** BEGIN EXCERPTED TEXT **

Chapter 8

Most elements found in nature are in a combined form, meaning they are most likely to exist as a molecule or compound. In Chapters 6 and 7 we discussed how the electrons are arranged in atoms and in Chapters 8 and 9 we will analyze how these electrons are either shared or transferred to form chemical bonds.

8.1 Chemical Bonding Overview

In Chapter 6 we placed heavy emphasis on valence electrons, as these electrons are the ones involved in bonding. Lewis Theory places emphasis on the valence electrons and drawing Lewis Symbols provides a convenient way to represent them. Lewis Theory also introduces us to the octet rule.

8.1 Lewis Theory

Ionic bonding results from the transfer of electrons in order to achieve a noble gas electron configuration, or octet. Typically, ionic bonding occurs between a metal and a nonmetal.

** END EXCERPTED TEXT **
** BEGIN DATA SUPPLIED **

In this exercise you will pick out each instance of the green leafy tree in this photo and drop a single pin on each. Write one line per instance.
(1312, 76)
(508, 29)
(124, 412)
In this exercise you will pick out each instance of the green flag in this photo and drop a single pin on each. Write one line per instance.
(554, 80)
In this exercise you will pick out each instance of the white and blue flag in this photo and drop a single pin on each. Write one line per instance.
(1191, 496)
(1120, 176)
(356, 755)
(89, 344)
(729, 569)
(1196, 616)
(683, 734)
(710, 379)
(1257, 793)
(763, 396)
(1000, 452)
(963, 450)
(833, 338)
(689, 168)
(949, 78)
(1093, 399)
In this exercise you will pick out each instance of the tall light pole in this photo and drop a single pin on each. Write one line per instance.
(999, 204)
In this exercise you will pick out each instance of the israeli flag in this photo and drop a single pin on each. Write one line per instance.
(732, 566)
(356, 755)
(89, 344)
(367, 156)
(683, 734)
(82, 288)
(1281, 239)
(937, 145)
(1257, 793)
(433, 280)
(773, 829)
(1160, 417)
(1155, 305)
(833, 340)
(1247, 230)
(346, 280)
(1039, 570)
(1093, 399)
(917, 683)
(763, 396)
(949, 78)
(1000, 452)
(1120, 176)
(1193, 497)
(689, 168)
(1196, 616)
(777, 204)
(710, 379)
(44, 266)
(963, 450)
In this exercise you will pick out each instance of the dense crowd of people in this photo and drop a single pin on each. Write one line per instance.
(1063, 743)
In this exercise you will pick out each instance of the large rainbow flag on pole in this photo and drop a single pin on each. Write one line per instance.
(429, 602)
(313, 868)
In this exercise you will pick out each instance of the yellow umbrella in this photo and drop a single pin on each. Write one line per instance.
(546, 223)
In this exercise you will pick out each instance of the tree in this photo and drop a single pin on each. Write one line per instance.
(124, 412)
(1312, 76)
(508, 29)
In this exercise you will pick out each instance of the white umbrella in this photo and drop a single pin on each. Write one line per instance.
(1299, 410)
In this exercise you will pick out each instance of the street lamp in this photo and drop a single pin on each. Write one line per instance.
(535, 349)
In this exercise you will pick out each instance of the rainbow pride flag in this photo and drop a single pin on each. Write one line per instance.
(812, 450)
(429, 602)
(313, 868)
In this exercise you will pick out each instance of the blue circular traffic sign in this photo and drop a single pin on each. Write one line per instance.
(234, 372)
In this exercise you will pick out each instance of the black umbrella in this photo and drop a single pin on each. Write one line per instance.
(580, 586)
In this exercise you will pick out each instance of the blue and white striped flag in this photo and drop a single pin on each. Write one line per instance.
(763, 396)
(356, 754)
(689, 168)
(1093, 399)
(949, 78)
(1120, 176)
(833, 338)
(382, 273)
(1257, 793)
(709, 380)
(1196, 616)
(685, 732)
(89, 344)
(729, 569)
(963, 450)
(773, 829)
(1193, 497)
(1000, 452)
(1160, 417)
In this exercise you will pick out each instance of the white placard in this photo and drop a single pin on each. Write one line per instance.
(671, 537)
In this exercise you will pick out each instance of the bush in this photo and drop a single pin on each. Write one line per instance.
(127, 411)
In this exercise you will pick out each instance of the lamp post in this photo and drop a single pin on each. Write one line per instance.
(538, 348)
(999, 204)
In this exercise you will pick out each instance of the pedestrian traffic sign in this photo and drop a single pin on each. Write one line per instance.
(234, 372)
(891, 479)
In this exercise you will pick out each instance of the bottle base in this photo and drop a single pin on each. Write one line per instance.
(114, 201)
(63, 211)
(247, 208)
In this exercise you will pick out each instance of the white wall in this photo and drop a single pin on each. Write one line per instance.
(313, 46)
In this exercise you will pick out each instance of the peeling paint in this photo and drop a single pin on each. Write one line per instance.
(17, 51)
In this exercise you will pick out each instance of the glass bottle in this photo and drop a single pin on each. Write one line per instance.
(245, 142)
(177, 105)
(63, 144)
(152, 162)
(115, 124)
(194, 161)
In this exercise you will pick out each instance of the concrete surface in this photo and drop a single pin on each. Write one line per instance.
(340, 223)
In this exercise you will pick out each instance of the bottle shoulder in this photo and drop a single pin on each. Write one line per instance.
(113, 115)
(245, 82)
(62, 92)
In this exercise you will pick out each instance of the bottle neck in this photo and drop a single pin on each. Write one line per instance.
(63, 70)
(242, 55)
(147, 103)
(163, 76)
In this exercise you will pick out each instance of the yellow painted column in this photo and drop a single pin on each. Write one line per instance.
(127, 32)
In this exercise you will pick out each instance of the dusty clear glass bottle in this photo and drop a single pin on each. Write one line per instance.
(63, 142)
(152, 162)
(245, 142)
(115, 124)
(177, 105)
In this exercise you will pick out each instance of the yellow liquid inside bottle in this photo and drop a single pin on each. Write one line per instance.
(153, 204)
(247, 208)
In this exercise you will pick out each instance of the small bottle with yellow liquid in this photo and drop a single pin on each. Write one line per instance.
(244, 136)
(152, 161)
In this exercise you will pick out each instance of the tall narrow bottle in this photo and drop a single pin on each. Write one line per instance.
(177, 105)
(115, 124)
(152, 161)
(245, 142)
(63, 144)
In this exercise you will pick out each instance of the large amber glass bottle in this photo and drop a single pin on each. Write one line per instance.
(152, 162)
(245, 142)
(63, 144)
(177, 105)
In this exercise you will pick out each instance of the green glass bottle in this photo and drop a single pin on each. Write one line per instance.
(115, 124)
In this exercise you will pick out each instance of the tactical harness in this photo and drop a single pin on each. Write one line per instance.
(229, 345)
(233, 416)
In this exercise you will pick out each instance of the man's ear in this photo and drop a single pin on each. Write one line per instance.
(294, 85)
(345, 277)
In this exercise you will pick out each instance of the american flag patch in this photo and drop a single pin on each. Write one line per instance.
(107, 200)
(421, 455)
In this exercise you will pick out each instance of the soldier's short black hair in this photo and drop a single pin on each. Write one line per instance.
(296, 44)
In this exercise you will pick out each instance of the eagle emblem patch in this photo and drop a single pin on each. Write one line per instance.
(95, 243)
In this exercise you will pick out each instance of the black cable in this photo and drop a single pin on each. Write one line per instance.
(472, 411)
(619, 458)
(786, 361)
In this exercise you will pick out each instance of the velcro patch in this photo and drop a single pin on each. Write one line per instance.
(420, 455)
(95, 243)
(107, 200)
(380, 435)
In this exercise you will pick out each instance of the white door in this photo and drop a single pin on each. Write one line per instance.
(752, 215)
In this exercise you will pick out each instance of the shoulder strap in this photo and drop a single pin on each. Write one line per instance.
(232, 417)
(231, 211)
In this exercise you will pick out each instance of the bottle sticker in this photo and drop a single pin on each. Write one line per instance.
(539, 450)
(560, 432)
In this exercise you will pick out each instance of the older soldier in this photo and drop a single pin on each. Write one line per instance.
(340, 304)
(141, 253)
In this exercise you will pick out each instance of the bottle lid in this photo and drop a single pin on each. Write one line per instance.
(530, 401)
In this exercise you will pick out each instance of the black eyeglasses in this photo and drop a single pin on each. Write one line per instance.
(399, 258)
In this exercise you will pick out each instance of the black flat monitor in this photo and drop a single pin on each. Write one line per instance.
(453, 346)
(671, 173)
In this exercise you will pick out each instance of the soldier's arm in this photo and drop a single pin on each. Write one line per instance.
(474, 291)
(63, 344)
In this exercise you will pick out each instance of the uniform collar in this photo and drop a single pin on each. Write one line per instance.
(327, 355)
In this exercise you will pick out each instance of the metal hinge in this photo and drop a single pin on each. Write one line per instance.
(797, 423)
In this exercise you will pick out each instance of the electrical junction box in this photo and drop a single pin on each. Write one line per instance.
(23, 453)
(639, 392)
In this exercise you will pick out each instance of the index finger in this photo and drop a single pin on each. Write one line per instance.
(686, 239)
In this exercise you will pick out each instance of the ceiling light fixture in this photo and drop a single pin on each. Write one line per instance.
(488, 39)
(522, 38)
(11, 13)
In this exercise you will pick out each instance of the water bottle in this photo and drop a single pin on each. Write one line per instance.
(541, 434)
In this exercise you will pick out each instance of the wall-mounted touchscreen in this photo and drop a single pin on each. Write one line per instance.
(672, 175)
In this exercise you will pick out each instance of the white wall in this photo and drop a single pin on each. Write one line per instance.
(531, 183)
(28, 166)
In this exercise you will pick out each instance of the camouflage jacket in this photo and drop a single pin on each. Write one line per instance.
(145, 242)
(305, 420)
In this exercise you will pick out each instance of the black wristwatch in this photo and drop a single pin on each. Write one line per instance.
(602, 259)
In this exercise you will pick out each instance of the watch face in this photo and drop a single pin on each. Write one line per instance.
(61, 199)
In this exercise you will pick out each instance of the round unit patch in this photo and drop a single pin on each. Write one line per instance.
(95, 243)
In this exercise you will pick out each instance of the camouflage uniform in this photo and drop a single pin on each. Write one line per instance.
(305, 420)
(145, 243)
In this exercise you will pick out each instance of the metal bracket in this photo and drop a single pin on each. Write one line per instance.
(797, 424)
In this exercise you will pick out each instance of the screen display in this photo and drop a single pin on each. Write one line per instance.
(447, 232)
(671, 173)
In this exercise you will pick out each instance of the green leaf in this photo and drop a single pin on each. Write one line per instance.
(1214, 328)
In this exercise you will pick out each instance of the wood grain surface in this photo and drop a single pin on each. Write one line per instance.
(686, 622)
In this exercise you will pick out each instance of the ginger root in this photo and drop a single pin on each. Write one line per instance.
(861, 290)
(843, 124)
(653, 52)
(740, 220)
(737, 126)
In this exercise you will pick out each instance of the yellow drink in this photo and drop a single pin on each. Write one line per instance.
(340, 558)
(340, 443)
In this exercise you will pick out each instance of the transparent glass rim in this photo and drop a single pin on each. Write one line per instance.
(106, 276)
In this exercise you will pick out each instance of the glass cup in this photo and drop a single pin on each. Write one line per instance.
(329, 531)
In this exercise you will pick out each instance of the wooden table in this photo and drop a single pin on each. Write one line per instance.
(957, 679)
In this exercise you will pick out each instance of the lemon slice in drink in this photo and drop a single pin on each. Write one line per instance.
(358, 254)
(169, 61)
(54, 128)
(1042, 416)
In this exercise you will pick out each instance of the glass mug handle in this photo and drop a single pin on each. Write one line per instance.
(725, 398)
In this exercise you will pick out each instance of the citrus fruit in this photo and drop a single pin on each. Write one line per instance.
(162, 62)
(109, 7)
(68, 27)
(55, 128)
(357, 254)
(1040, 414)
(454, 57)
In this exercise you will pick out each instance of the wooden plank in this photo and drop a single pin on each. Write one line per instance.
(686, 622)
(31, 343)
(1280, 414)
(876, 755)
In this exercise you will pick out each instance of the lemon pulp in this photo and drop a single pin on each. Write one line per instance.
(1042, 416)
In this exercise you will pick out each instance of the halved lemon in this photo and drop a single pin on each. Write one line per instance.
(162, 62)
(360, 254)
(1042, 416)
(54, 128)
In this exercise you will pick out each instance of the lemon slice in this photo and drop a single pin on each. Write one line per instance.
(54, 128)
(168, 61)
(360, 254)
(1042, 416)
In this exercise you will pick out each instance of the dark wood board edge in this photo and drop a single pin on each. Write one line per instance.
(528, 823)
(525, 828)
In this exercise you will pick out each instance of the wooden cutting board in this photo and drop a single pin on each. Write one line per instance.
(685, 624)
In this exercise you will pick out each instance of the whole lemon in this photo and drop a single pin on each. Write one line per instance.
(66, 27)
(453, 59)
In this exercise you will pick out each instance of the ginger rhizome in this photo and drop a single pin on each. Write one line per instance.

** END DATA SUPPLIED **

Reproduce the chemical bonding excerpt above word for word, from its first line to its last.

RESPONSE FOR THIS EXERCISE ▸
Chapter 8

Most elements found in nature are in a combined form, meaning they are most likely to exist as a molecule or compound. In Chapters 6 and 7 we discussed how the electrons are arranged in atoms and in Chapters 8 and 9 we will analyze how these electrons are either shared or transferred to form chemical bonds.

8.1 Chemical Bonding Overview

In Chapter 6 we placed heavy emphasis on valence electrons, as these electrons are the ones involved in bonding. Lewis Theory places emphasis on the valence electrons and drawing Lewis Symbols provides a convenient way to represent them. Lewis Theory also introduces us to the octet rule.

8.1 Lewis Theory

Ionic bonding results from the transfer of electrons in order to achieve a noble gas electron configuration, or octet. Typically, ionic bonding occurs between a metal and a nonmetal.